╭─ EXTRACTED TEXT
Mises Wire

Brexit Shows Why Central Planning Won't Work

crystal ball

For months before the Brexit referendum on June 23rd, entire industries were hard at work attempting to predict how the UK electorate would vote.

Polling companies canvassed neighborhoods, made phone calls, sent surveys by e-mail, monitored websites, and spoke with people on busy city streets, in the process assembling a trove of data which the companies then analyzed and distilled down to probabilities for and against.

The Polls and Predictions Were Wrong

The media in virtually every country around the world built on this polling — and on the reams of op-eds by pundits with (and without) vast expertise in banking, finance, politics, and diplomacy — to forecast the referendum results. Handicapping the election became the responsibility of whole sections of newsrooms.

Hedge fund managers and investment bankers ran numbers and sought desperately to figure out which way the political winds in the UK would blow. Billions — trillions — of dollars hung in the balance as firms and brokers tried to find a leverageable position amidst swirls of soothsaying.

By a week before the election, booking agencies were fixing the odds at roughly three-to-one against a leave vote. As it turns out, those odds, and the predictions that came before them, were wrong.

Central Planning Relies on Accurate Predictions of the Future

Central planning — the attempt by governments to predict the future, and control it — fails precisely because predicting the future is impossible. The Brexit vote is just one more example of this very basic fact of human existence. And yet, as markets have adjusted to the Brexit vote in recent weeks, governments everywhere are vowing even more intervention in the financial and economic affairs of their own countries, and even of the entire world. The failure to predict the future on Brexit means, for central planners, that there is only one solution to the chaos: even more prediction.
╰─
— EXERCISE AIM —
Can you quote the part of the Brexit article that opens with the words containing "By a week before" and closes with "even more prediction."? The records that come next are separate material, unrelated to the Brexit article.
╭─ GIVEN ENTRIES
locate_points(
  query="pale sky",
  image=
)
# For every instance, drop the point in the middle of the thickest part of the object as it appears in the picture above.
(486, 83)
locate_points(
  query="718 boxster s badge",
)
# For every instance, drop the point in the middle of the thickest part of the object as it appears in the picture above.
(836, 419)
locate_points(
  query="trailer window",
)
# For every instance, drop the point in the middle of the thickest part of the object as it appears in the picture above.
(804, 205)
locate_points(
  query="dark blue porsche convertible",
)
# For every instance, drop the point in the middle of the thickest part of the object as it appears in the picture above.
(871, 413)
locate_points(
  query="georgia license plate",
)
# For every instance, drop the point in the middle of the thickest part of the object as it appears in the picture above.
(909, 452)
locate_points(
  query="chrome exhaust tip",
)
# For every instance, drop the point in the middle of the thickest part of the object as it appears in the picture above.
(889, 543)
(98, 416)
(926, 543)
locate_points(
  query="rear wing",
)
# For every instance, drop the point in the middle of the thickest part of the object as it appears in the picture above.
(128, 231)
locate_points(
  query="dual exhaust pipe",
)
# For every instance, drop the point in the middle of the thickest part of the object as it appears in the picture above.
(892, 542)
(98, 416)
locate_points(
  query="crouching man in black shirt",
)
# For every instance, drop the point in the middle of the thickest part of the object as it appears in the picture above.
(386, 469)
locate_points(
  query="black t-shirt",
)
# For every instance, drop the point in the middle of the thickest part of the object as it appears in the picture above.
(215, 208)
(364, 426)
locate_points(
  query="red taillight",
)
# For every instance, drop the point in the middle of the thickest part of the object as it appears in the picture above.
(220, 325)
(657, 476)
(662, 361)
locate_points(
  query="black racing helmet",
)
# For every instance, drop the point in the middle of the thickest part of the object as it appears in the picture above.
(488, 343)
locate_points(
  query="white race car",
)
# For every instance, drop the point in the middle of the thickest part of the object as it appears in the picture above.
╰─
— SOLUTION FOR THIS TASK —
By a week before the election, booking agencies were fixing the odds at roughly three-to-one against a leave vote. As it turns out, those odds, and the predictions that came before them, were wrong.

Central Planning Relies on Accurate Predictions of the Future

Central planning — the attempt by governments to predict the future, and control it — fails precisely because predicting the future is impossible. The Brexit vote is just one more example of this very basic fact of human existence. And yet, as markets have adjusted to the Brexit vote in recent weeks, governments everywhere are vowing even more intervention in the financial and economic affairs of their own countries, and even of the entire world. The failure to predict the future on Brexit means, for central planners, that there is only one solution to the chaos: even more prediction.